Passage provided:
##########
Introduction

The problem of the origin of life remains largely unsolved. Although amino acids have been obtained in such experiments as the classic Miller-Urey experiment (Miller 1953), and observations show the presence of the components necessary for life in different parts of the universe (see, for example, Pizzarello et al. 2012; Callahan et al. 2011), the mechanism of formation of the simplest living system from these components remains unclear. Many questions are unsolved, from the appearance of chiral biological molecules to the origin of the first cells. The generality of these issues for the origin of life is very different. Some of them relate to the origin of life on specific planets, while others are more general and not related to the chemical details of any particular planetary environment.

Most of the outstanding issues are related to the fact that our knowledge of the early stages of evolution is inadequate. However, there are issues related to paradoxes those which are not just a failure of our knowledge, but due to the inconsistency of that knowledge. Without addressing these issues it is difficult to speak about our understanding of life in general and in particular of its origin. This article discusses two of these issues:

  • How do complex macromolecules (replicators) function effectively, bearing in mind that the total number of possible spatial configurations of these molecules is exponentially large?

  • How does selection operate on long coding sequences, given the total number of states of such a sequence is exponentially large?

The Problem of Folding and Stability of Replicators

Our confidence that we understand the mechanisms of biochemical reactions is based mainly on the fact that for relatively simple reactions it is possible to carry out theoretical calculations from the first principles of quantum mechanics and to compare these results with experimental data. However, for complex molecules (substrates and catalysts), the situation changes radically. The fact is that for complicated molecules such as proteins, the total number of folded states of the molecule, as well as the total number of possible reactions of such a molecule with all of the other molecules, can become exponentially large (bearing in mind that many macromolecules actually fold into relatively few possible states which are kinetically or thermodynamically stable). How can the potential structural diversity of a molecular machine, in this case a protein, be canalized into a few (one) variants that are capable of performing specific functions? Why then are macromolecules in the cell (or in protocells) not uselessly entangled with each other (because, for example, the same forces act between amino acids of one or different proteins)?
##########
To do:
1 - List every published work that the passage on the origin of life cites by author and year.
2 - Carry on the passage on the origin of life and replicator folding, beginning after its final question.
The records were taken from a different source than the text above.

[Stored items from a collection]
##########
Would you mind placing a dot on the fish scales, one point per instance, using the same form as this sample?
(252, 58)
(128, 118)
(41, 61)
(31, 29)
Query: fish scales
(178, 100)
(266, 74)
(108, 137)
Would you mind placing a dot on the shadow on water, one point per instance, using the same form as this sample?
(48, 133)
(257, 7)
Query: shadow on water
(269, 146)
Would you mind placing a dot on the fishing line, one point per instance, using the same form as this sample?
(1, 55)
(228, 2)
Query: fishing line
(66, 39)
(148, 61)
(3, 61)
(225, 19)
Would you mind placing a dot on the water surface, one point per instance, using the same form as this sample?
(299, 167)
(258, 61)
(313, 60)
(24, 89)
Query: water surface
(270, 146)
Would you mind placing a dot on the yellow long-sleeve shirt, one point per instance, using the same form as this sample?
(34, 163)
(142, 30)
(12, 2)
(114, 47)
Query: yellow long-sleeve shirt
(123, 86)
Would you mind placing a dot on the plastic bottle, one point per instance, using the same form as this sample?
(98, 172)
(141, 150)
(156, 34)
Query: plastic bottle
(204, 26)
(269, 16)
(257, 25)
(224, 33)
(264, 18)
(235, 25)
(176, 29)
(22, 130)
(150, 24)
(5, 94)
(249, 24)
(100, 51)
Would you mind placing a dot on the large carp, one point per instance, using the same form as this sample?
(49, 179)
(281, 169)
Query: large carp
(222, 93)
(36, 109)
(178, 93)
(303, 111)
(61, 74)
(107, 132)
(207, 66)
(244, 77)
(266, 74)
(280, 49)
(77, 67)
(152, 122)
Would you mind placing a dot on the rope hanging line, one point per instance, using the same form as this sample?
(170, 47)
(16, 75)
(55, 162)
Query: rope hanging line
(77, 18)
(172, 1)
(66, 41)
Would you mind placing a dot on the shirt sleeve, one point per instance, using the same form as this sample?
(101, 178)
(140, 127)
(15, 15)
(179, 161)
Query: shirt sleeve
##########
Responses to the tasks:
1 - Miller 1953; Pizzarello et al. 2012; Callahan et al. 2011

2 -
During the earliest stages of evolution, biologically important molecules did not have many degrees of freedom (for example, the most complex molecules detected in space contain only about 10 atoms (see, for example, Belloche et al. 2014), but with increasing polymer length, the number of conformational degrees of freedom grows rapidly. In the process of the emergence of sufficiently long molecules, the number of conformations (as well as of the possible reactions with other molecules) could in principle increase so rapidly that to achieve a certain conformation by enumeration of variants becomes impossible.

Interactions between biological molecules are determined by the interaction potentials between the constituent atoms of the molecules. Most known potentials of interaction are short-range, i.e., these potentials are large only for the nearest atoms. We show that short-range potentials do not allow for most biochemical reactions to be effectively performed (including the folding of macromolecules).

The problem of protein folding (Levinthal’s paradox) has been well discussed in the literature (see, e.g., Zwanzig et al. 1992; Onuchic et al. 1997; Berezovsky and Trifonov 2002; Finkelstein and Ptitsyn 2002; Ben-Naim 2012; Grosberg and Khokhlov 2010). It is broadly accepted that resolution of this paradox requires the existence of a funnel-like landscape of free energy.

We estimate, first, at what chain length the problem of enumeration of variants does not arise. The total number of conformationsl states of a protein chain can be estimated (see, e.g., Berezovsky and Trifonov 2002):

$$ {3}^{N_1}, $$

where

N 1 :

is the number of protein domains.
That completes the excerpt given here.